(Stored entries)
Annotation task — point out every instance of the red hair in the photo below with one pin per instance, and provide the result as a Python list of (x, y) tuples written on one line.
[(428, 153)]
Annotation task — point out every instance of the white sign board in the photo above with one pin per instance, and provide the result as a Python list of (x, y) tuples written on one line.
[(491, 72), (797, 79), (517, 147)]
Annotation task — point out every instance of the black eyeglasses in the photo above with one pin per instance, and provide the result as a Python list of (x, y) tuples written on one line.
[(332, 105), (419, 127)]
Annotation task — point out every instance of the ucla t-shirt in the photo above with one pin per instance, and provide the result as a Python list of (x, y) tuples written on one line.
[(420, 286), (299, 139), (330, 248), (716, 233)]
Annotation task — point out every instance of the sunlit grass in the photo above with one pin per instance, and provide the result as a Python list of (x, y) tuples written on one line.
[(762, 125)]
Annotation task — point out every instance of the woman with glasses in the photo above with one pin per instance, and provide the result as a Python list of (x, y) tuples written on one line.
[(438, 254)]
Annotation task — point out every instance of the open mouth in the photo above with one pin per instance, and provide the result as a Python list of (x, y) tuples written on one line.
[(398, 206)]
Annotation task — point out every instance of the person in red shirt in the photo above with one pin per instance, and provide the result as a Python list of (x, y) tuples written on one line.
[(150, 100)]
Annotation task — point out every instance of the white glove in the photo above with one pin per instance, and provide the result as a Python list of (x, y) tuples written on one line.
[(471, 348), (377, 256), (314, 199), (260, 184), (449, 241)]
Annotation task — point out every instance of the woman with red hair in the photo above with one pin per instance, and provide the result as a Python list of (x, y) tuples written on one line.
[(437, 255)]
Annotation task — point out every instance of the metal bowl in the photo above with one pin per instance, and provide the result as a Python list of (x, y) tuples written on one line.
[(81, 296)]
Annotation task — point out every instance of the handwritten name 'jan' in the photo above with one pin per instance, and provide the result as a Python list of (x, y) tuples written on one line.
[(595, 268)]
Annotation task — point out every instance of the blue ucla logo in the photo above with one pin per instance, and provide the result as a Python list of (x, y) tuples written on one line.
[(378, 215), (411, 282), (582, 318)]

» Set task
Rewrite the lines from the start of the stored entries through the line containing "[(332, 105), (419, 127)]", renaming "pin" to "marker" and leaving all other text unchanged.

» Written response
Annotation task — point out every instance of the red hair in the photo below with one marker per instance, and provide the result as a Python list of (x, y) tuples written on one line.
[(428, 153)]
Annotation task — point out every instance of the white sign board in the photo above with one marker per instance, and provide the result as a Python list of (x, y) tuples written on one line.
[(491, 72), (797, 79), (517, 147)]
Annotation task — point out every instance of the black eyeglasses in the photo above with one marker per instance, and provide the result as a Python list of (x, y) tuples written on one line.
[(332, 105), (419, 127)]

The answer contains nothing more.